Precisamente porque descreo de las encuestas me han estremecido las cifras aportadas por un informe sobre «consumo de hábitos culturales» (pido perdón por reproducir un sintagma tan inepto) elaborado por la Sociedad General de Autores. De las más de veinticuatro mil personas interrogadas, la mitad declara sin empacho que «no lee nunca o casi nunca un libro». Sabemos que la lectura constituye un inequívoco símbolo de prestigio cultural, una medalla con la que cualquier persona cuerda desea condecorarse, aunque sea ilegítimamente. Se supone, pues, que aparte de esa mitad de los encuestados que confiesa con desparpajo su desdén hacia la letra impresa, tiene que haber otro altísimo porcentaje de desdeñosos clandestinos que no osan pronunciar la verdad. Para declararse sin rebozo impermeable a la lectura hay que ser muy bestia, y además muy presuntuoso, muy zafiamente presuntuoso, y cultivar esa creencia paleolítica de que la letra impresa genera pensamientos perniciosos. Una mitad de los encuestados son contumaces y cerriles detractores de la lectura, pero a ellos, sin duda, habría que sumar un porcentaje de vergonzantes que prefieren maquillar sus hábitos ignaros. Espeluznante. El único asidero de esperanza al que podemos aferrarnos consistiría en negar la representatividad de una encuesta que sólo acoge las respuestas de veinticuatro mil personas. Pero esa probable falta de representatividad puede volverse contra nosotros: quizá, los iletrados formen un ejército mucho más numeroso de lo que esas cifras presienten.

# [Datos extraídos]
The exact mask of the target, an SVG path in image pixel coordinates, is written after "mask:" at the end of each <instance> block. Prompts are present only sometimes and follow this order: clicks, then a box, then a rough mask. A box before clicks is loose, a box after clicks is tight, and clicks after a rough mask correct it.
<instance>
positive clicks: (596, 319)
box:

--

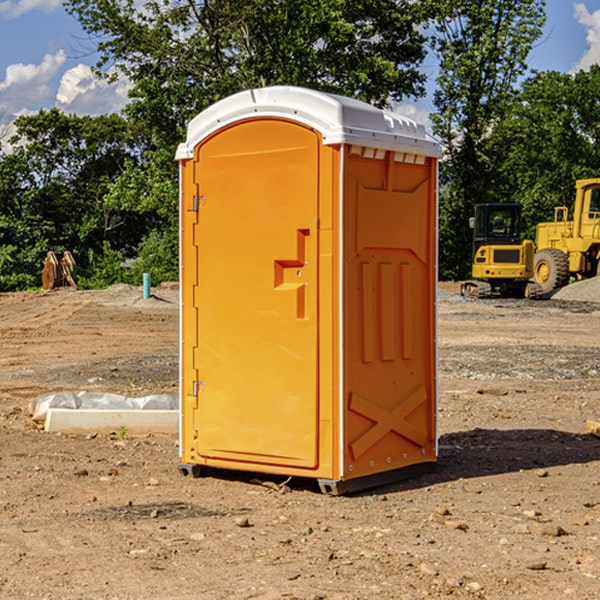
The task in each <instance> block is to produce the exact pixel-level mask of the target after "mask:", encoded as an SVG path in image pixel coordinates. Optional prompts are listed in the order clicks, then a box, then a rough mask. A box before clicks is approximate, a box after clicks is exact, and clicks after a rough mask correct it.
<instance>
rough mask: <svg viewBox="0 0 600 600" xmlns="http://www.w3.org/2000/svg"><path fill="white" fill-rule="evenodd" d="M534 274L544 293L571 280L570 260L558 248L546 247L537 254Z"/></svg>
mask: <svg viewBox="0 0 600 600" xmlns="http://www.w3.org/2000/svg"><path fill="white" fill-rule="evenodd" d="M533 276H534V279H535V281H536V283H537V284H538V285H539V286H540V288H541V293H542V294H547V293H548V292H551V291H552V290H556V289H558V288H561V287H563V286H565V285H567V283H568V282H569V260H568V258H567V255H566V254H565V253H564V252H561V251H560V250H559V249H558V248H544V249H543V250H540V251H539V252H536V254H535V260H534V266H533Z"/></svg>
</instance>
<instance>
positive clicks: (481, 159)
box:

# [Tu tarea]
Continúa, por favor, el texto sobre la encuesta de lectura a partir de su última oración. Los registros no intervienen en esto.

# [Respuesta del ejercicio]
Cabría preguntarse, ante tan avasalladora constatación de nuestra penuria intelectual, para qué sirven esas campañas de fomento de la lectura tan estrepitosas con que de vez en cuando nos fustigan. Por fortuna, hoy los libros están al alcance de todos: el Estado garantiza la instrucción de los españoles, y las bibliotecas se reparten hasta por los pueblos más recónditos del mapa. El que no lee es porque no le apetece, porque le repugnan esos signos jeroglíficos que componen el alfabeto. Esto no es elitismo cultural, sino pura constatación empírica: la lectura interesa a unos pocos, a una aristocracia del espíritu a la que, muy taimadamente, nuestros politicastros fingen pertenecer, organizando saraos para que cuatro esbirros de la cultura o mendigos de las migajas oficiales les laman el culo.
Pero nuestros politicastros, a pesar de organizar campanudas campañas de promoción de la lectura, saben que apacientan un pueblo iletrado, y prefieren que así sea, por los siglos de los siglos, porque la ignorancia es el abrojo en el que prende la chispa de la demagogia. En el mencionado informe sobre «consumo de hábitos culturales» que reducía a escombros los índices de lectura, se especificaba que no hay españolito en cuyo hogar no comparezca, a modo de altar doméstico e infalible, un televisor. Nuestros politicastros saben que sus votantes son mayoritariamente iletrados, de ahí que se obstinen tan denodadamente en asomar el careto e impartir doctrina desde la pantalla catódica. El empeño patético y risible de Almunia por protagonizar un duelo dialéctico (perdón por el epíteto hiperbólico) con Aznar ante las cámaras de televisión constituye un síntoma más de esa obstinación (que Aznar, por cierto, también profesaba cuando era postulante). Pero ninguna de estas conductas groseramente propagandísticas deben extrañarnos: hemos elegido ser un pueblo iletrado y gregariamente estulto, con el encefalograma enchufado al audímetro de la televisión, y nuestros politicastros intentan acceder a nosotros a través del único medio que les garantiza una comprensión inmediata por parte de los receptores pasivos, ese rebaño de orangutanes que descreen de la letra impresa. El espectáculo de la «democracia televisada» nació en Estados Unidos, pero ya se ha extendido hasta los territorios antaño inexpugnables de este otro lado del charco. Es la globalización de la ignorancia. Y los libros, por favor, que alguien se los lleve a los museos.